=== DOCUMENT ===

You are viewing a plain text version of this content. The canonical link for it is here.
Posted to users@spamassassin.apache.org by Karsten Bräckelmann <gu...@rudersport.de> on 2008/08/02 18:29:12 UTC

Re: Japanese characters/language blocked by spamassassing + amavisd-new

On Sat, 2008-08-02 at 15:58 +0700, Fuad NAHDI wrote:
> Hi all,
> 
> I have postfix (ver 2.3.3) with mysql, virtual users, amavisd-new, clamav
> and spamassassin (ver 3.2.5), dcc,  pyzor and razor running on  centos
> 5.1.
> Everything works fine but spamassassin + amavisd-new frequently give a
> high score for emails coming from Japan (using Japanese
> character/language).

Sneak preview of the comments below:  Part of the reason Japanese mail
is scored high on your system is, because you trained your Bayes to
believe it is spam, and you are seriously punishing senders from .jp
domains.  But read on.


> Sample X-Spam-Status:
> --------------------
> X-Spam-Status: Yes, score=11.732 tag=x tag2=5 kill=8 tests=[AWL=0.404,
>      BAYES_99=3.5, DBL_12_LETTER_FLDR=0.2, DBL_12_LETTER_PGIMG=0.2,

Your Bayes is trained badly. Use sa-learn to correct it, and learn
Japanese ham as ham.

=== ENTRIES SUPPLIED ===

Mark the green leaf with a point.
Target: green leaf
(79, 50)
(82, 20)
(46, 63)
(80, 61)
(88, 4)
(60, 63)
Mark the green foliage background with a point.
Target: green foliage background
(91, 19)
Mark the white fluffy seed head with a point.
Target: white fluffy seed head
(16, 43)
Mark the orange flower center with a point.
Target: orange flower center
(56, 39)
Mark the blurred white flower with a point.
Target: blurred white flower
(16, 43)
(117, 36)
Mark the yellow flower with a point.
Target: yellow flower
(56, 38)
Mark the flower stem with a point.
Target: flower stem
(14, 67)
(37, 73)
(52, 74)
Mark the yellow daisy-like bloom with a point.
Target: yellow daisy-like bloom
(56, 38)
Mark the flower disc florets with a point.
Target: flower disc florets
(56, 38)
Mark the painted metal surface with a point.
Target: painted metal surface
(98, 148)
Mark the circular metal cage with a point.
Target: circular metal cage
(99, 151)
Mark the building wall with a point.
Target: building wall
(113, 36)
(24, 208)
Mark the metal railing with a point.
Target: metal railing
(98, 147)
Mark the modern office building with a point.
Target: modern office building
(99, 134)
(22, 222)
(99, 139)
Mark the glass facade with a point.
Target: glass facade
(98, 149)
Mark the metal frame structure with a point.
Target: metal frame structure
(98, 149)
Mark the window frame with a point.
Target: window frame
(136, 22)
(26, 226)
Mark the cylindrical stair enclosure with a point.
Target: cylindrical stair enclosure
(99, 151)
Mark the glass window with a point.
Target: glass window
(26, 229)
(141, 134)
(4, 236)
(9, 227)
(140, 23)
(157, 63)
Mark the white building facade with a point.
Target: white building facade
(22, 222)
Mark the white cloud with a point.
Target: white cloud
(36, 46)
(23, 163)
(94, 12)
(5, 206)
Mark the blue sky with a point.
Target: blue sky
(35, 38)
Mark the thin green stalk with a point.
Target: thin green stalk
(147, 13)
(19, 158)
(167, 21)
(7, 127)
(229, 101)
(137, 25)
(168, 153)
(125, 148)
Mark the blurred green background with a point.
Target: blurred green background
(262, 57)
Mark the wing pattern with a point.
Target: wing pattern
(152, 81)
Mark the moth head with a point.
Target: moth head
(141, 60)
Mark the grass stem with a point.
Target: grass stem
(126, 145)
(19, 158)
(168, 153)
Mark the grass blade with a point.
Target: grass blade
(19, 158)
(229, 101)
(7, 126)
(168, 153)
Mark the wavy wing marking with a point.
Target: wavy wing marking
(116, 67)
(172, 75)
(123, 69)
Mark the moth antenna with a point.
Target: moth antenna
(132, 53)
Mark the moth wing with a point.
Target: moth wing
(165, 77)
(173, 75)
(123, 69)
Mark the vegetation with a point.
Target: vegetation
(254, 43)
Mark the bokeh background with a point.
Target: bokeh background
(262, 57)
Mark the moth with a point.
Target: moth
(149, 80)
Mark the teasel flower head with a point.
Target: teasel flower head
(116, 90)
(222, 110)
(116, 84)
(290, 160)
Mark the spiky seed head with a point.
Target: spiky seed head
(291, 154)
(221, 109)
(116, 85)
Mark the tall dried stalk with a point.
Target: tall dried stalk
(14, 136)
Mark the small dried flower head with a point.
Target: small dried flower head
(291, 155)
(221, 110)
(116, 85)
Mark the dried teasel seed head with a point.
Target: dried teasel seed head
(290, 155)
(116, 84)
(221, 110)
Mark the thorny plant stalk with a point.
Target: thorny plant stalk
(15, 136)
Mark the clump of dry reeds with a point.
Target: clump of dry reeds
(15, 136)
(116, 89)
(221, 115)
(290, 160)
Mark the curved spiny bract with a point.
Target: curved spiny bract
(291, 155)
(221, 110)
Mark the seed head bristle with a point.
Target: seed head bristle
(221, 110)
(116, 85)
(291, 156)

===
=== ENTRIES SUPPLIED ===

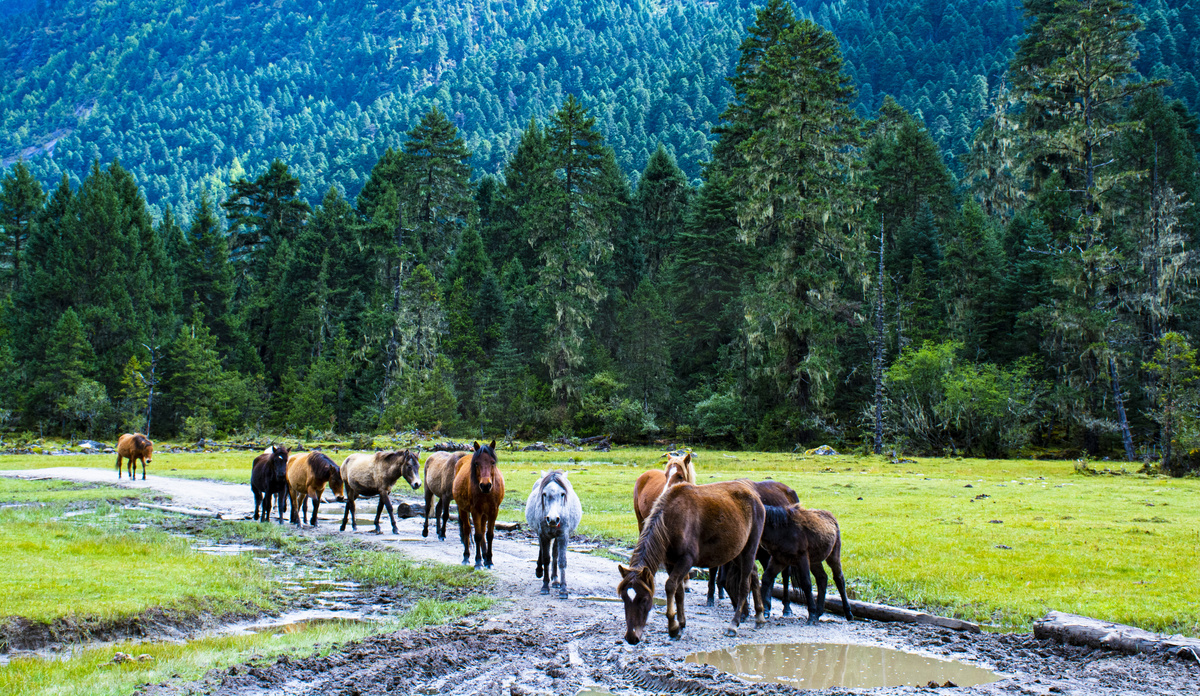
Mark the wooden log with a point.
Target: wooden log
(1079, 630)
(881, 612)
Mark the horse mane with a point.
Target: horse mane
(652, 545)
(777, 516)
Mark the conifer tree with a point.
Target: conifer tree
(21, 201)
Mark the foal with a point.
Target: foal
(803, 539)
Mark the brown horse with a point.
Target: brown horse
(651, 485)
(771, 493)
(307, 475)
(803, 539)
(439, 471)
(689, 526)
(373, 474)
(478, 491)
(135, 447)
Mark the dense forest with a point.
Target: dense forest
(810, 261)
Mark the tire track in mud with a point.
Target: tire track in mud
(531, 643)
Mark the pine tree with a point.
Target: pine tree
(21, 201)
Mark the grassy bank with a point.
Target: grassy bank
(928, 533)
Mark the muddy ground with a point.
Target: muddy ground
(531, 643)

===
=== ENTRIES SUPPLIED ===

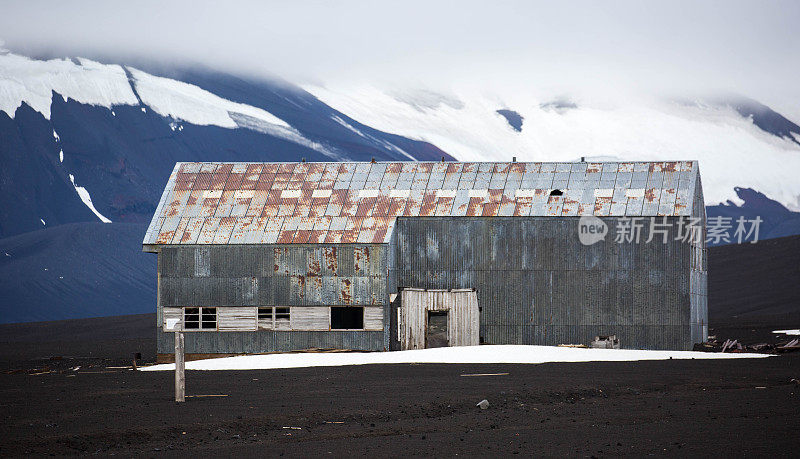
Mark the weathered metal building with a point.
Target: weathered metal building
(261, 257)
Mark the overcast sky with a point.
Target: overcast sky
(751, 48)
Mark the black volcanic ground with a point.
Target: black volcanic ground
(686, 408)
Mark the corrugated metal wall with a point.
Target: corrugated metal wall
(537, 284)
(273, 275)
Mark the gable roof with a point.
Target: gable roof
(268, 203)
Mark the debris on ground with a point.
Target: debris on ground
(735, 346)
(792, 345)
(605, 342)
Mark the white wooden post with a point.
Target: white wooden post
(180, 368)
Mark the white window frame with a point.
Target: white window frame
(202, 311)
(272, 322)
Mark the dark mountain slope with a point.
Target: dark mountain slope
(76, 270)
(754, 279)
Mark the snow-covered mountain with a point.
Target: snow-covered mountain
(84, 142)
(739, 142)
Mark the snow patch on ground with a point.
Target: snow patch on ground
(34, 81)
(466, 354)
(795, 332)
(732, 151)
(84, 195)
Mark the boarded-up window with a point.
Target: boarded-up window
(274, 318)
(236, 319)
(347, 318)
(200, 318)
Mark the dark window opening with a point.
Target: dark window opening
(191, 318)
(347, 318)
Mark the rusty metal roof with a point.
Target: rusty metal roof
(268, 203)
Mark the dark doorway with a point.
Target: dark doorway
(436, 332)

===

=== WHAT TO DO ===
[1] List every row above that contains the string "patch". Case counts.
[2] Resume the SpamAssassin mailing-list reply about high spam scores on Japanese mail, continuing after its last sentence.

=== ANSWERS FOR THIS EXERCISE ===
[1]
Mark the snow patch on ground with a point.
Target: snow patch on ground

[2]
>      FM_FRM_RN_L_BRACK=2.674, FM_MULTI_ODD2=1.1, FM_WHITEONWHITE=0.45,

Neither these DBL_*, nor the FM_* rules are part of stock SA. With a
notable exception of FM_FRM_RN_L_BRACK.

>      HELO_EQ_JP=1.244, HOST_EQ_JP=1.265, HS_INDEX_PARAM=0.001,

The *_EQ_JP rules are not part of stock SA. Given your complaint, you
seriously should not use these.

>      HTML_IMAGE_RATIO_06=0.001, HTML_MESSAGE=0.001,
>      HTML_NONELEMENT_40_50=0.944, MIME_HTML_ONLY=1.457, SARE_RAND_2=2.5,

Bad sending MUA, composing HTML mail with no text/plain part.

>      SARE_URI_BARGAIN=0.634, SARE_URI_LET_DIG_PIC=1.157,
>      USER_IN_WHITELIST_TO=-6]

SARE_* rules are not part of stock SA.


> Any advices will be apreciated.

Train your Bayes, learn ham mail. Also, drop your AWL database and start
fresh, since it currently maintains an average score of about 12 for
that particular sender.

Get rid of third party rules, if they don't apply to your particular
mail stream. Seriously, reconsider *all* third party rules and review
their performance on *your* mail. This is a problem you created
yourself, not an issue with SA.


Granted, assuming a neutral Bayes score, no AWL and no whitelisting,
stock SA still scores that example at 5.078. Slightly beyond the
threshold.

However, properly learning ham will correct this, and a sane AWL
database will help with future mail, too. If you keep your whitelist,
you'll easily get the score down below 0.

Also, you should consider LARTing the sender to use a proper MUA. Or, if
you run into rules like MIME_HTML_ONLY frequently, adjust the score
locally to better cope with your particular mail.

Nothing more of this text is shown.